Turn the rows from the line containing "[Batch job #auto] Object class: pepsi" through the end of the rows into a numbered list, leaving out any blank lines.

::::

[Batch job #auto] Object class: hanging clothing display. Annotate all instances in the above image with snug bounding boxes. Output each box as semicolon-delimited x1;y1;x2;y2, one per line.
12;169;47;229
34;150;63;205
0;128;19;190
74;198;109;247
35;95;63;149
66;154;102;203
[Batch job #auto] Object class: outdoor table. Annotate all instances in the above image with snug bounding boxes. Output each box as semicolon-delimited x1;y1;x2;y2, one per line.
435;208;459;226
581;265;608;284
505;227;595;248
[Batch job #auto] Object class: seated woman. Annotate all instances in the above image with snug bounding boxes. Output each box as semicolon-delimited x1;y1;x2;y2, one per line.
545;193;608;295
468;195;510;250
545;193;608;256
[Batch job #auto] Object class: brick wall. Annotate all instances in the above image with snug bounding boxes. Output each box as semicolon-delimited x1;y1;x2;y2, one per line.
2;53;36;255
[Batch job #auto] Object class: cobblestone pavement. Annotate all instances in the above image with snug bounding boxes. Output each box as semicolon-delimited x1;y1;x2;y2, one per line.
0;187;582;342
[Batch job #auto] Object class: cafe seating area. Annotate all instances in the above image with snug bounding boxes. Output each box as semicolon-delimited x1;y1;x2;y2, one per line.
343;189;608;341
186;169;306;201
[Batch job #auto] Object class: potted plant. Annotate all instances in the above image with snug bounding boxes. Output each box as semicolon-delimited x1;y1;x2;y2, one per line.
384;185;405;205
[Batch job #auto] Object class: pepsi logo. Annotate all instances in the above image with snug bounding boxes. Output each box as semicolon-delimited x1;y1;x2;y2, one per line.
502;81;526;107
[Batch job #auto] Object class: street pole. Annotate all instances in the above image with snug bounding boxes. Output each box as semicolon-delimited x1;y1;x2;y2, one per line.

::::

THE RESPONSE:
1. [Batch job #auto] Object class: pepsi logo. Annotate all instances in the above image with snug bounding boxes. Output each box as semicolon-delimited x1;y1;x2;y2, one per line.
2. 502;81;526;107
3. [Batch job #auto] Object class: street pole. Annotate all instances in the above image with snug bounding boxes. Output each box as semicolon-delimited x1;y1;x2;y2, one per line.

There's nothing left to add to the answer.